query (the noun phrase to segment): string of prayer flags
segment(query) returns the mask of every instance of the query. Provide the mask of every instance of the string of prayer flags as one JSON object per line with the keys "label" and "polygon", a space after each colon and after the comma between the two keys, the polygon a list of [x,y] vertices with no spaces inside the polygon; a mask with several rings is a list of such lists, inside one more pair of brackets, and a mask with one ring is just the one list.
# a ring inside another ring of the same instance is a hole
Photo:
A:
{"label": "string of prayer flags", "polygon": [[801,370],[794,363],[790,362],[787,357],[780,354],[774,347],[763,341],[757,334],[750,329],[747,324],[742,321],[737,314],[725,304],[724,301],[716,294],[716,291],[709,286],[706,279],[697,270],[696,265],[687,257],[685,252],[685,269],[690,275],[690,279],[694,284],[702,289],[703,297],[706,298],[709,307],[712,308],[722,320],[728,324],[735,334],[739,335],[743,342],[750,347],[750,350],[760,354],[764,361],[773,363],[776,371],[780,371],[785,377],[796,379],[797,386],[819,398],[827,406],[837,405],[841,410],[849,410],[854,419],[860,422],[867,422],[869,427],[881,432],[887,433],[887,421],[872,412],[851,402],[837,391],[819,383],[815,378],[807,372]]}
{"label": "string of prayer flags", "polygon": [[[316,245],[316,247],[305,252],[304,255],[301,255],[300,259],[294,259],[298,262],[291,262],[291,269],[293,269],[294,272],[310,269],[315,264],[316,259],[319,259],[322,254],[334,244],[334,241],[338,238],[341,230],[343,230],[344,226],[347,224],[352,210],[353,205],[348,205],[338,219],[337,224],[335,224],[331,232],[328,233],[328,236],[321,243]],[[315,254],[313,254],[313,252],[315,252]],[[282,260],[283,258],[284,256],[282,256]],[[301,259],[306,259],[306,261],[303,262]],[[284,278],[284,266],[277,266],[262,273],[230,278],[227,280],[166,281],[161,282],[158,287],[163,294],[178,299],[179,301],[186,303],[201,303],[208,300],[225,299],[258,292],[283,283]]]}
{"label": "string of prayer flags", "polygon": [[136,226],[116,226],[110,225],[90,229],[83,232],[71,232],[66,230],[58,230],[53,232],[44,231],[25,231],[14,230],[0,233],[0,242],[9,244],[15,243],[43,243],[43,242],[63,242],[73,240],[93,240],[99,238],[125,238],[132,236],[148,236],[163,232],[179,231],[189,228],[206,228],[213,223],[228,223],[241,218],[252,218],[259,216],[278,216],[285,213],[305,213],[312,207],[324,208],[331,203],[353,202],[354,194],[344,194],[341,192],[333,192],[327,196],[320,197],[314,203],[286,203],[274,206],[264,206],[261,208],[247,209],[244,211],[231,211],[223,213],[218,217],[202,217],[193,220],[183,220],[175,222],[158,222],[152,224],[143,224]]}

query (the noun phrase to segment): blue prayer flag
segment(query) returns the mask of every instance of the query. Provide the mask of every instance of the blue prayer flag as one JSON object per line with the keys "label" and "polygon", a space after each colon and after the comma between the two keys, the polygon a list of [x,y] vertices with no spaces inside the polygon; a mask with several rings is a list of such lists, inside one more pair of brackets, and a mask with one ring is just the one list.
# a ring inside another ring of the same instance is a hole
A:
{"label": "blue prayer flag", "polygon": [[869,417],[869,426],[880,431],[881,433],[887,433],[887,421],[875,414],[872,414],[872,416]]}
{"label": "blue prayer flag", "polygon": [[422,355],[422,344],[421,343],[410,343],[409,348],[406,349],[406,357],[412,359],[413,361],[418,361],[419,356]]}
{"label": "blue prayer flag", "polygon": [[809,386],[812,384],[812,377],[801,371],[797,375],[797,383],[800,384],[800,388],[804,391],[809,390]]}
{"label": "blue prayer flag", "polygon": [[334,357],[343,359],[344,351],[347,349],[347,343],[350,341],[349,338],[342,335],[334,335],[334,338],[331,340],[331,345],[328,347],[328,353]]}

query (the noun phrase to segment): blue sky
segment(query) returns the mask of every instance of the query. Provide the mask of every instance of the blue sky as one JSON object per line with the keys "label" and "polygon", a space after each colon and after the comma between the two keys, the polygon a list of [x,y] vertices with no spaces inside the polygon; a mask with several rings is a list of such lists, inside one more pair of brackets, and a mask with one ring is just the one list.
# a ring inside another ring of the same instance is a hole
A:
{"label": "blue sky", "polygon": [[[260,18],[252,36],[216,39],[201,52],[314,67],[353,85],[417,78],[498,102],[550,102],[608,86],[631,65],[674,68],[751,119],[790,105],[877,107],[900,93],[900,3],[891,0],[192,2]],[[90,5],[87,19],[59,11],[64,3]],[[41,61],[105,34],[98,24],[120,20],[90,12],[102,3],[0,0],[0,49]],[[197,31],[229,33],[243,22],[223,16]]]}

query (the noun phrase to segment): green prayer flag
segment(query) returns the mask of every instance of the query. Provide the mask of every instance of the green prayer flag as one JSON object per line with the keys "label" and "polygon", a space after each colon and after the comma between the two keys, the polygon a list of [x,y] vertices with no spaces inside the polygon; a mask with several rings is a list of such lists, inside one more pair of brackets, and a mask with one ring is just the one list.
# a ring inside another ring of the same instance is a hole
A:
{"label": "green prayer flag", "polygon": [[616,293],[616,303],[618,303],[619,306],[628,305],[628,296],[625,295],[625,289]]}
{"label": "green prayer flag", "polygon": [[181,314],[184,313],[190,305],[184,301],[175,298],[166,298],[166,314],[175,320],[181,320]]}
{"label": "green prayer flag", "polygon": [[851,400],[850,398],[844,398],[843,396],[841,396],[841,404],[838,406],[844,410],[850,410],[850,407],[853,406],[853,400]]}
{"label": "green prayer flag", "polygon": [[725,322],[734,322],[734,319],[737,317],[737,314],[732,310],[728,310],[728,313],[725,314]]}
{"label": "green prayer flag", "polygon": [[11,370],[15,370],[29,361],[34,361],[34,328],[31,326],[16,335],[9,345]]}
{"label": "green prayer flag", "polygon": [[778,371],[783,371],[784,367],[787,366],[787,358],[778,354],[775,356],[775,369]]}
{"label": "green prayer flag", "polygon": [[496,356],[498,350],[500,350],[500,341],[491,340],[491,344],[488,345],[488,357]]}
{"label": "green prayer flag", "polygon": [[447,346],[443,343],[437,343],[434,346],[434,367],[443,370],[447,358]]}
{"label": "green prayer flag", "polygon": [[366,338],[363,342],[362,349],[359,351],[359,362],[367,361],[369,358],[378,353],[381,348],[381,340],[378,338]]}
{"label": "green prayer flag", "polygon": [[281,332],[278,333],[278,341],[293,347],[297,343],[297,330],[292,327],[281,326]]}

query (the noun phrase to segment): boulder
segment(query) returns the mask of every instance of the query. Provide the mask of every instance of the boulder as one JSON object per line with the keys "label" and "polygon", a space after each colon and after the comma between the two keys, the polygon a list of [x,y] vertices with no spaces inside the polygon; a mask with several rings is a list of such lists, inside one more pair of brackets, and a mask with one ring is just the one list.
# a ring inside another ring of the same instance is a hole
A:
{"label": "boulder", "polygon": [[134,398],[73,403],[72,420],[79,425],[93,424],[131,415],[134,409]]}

____________________

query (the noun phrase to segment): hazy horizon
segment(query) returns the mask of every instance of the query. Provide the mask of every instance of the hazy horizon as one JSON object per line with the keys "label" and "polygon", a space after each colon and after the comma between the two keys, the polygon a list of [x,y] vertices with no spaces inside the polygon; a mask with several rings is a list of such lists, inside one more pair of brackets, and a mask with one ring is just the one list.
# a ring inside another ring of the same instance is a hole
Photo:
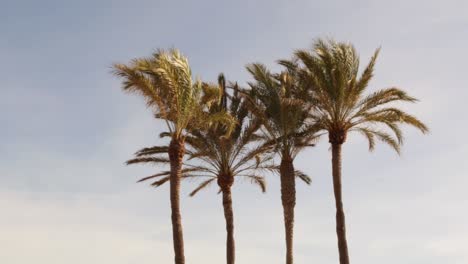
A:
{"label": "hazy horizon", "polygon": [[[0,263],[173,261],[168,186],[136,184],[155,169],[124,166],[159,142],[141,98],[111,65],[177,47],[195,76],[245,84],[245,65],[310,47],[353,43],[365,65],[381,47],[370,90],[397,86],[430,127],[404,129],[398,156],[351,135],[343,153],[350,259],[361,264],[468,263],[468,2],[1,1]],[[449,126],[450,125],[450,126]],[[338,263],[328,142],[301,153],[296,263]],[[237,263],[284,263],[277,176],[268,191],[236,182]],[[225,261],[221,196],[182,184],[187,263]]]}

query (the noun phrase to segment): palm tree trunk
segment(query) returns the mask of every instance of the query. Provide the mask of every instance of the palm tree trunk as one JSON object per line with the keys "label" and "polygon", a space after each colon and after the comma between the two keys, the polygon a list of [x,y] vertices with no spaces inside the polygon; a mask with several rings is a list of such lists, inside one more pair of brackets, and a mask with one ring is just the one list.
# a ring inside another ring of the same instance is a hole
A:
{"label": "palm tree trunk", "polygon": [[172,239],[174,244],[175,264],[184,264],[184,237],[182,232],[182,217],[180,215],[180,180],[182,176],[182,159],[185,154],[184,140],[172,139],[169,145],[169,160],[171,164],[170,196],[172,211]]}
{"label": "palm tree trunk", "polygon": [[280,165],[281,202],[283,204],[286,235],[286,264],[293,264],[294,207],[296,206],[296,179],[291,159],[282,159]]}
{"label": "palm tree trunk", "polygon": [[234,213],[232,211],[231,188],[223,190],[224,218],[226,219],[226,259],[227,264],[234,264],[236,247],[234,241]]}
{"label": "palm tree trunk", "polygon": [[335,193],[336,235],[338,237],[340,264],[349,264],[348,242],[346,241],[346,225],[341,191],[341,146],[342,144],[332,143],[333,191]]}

____________________

▸ **BRIEF**: For each line above that includes the word "noun", make a copy of that line.

▸ **RESULT OF THIS TASK**:
query (the noun phrase to segment): string of prayer flags
query (the noun phrase to segment): blue prayer flag
query (the noun phrase to segment): blue sky
query (the noun phrase to segment): green prayer flag
query (the noun phrase to segment): boulder
query (the noun phrase to segment): hazy horizon
query (the noun phrase to segment): palm tree trunk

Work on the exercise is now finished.